**Task statement:** Write out, precisely and in full, each line of the material.

(Rows of box annotation data)
______________________________

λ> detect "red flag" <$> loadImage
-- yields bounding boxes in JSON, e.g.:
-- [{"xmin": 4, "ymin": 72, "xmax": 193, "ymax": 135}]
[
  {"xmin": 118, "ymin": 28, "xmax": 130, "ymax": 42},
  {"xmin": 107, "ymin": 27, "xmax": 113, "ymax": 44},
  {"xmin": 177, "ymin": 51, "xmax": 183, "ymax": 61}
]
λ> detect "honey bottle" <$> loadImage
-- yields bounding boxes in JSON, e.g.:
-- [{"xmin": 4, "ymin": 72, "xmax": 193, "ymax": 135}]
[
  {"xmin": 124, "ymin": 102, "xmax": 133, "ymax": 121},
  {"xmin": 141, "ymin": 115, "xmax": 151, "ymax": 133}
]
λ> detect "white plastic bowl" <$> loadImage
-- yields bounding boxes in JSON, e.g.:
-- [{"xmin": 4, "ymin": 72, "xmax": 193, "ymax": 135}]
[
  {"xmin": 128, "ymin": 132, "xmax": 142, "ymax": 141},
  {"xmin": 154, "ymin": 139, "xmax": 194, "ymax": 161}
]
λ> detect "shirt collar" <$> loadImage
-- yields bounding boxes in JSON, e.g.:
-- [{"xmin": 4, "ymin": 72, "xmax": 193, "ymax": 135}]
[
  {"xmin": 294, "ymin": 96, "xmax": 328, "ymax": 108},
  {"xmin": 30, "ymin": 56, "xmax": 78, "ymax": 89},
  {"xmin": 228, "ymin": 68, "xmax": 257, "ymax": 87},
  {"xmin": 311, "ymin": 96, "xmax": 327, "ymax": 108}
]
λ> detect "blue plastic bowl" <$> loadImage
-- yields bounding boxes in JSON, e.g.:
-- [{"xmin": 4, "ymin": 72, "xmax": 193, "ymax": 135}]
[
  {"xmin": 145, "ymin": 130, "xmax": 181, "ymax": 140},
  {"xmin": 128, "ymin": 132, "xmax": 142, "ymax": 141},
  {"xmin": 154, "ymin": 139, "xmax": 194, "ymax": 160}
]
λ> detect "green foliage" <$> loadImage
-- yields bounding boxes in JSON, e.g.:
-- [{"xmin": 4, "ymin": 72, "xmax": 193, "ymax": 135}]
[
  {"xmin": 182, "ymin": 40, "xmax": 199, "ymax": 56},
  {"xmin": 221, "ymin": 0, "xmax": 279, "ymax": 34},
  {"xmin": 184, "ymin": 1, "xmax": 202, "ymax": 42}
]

______________________________

**Expected answer:**
λ> detect "red flag" <$> loadImage
-- yields bounding boxes in JSON, e.g.:
-- [{"xmin": 4, "ymin": 72, "xmax": 193, "ymax": 135}]
[
  {"xmin": 118, "ymin": 28, "xmax": 130, "ymax": 42},
  {"xmin": 107, "ymin": 27, "xmax": 113, "ymax": 44},
  {"xmin": 177, "ymin": 51, "xmax": 183, "ymax": 61}
]
λ> detect "honey bottle" <$> loadImage
-- yields bounding boxes in JSON, e.g.:
-- [{"xmin": 4, "ymin": 72, "xmax": 193, "ymax": 135}]
[
  {"xmin": 124, "ymin": 102, "xmax": 133, "ymax": 121},
  {"xmin": 141, "ymin": 115, "xmax": 151, "ymax": 133}
]
λ> detect "white plastic bowl" <$> loadImage
-- yields bounding boxes in JSON, e.g.:
-- [{"xmin": 4, "ymin": 72, "xmax": 193, "ymax": 135}]
[
  {"xmin": 128, "ymin": 132, "xmax": 142, "ymax": 141},
  {"xmin": 154, "ymin": 139, "xmax": 194, "ymax": 161}
]
λ> detect "shirt collar" <$> loadImage
-- yields bounding boxes in JSON, e.g.:
-- [{"xmin": 4, "ymin": 72, "xmax": 193, "ymax": 135}]
[
  {"xmin": 294, "ymin": 96, "xmax": 328, "ymax": 108},
  {"xmin": 30, "ymin": 56, "xmax": 78, "ymax": 89},
  {"xmin": 228, "ymin": 68, "xmax": 257, "ymax": 87},
  {"xmin": 311, "ymin": 96, "xmax": 327, "ymax": 108}
]
λ> detect "blue plastic bowl" <$> loadImage
-- yields bounding boxes in JSON, e.g.:
-- [{"xmin": 4, "ymin": 72, "xmax": 193, "ymax": 135}]
[
  {"xmin": 145, "ymin": 130, "xmax": 181, "ymax": 140},
  {"xmin": 128, "ymin": 132, "xmax": 142, "ymax": 141},
  {"xmin": 154, "ymin": 139, "xmax": 194, "ymax": 160}
]
λ> detect "green foliage" <$> loadImage
-- yields bounding boxes in JSON, e.g.:
-- [{"xmin": 4, "ymin": 72, "xmax": 193, "ymax": 135}]
[
  {"xmin": 182, "ymin": 40, "xmax": 199, "ymax": 56},
  {"xmin": 221, "ymin": 0, "xmax": 279, "ymax": 34},
  {"xmin": 184, "ymin": 1, "xmax": 202, "ymax": 42}
]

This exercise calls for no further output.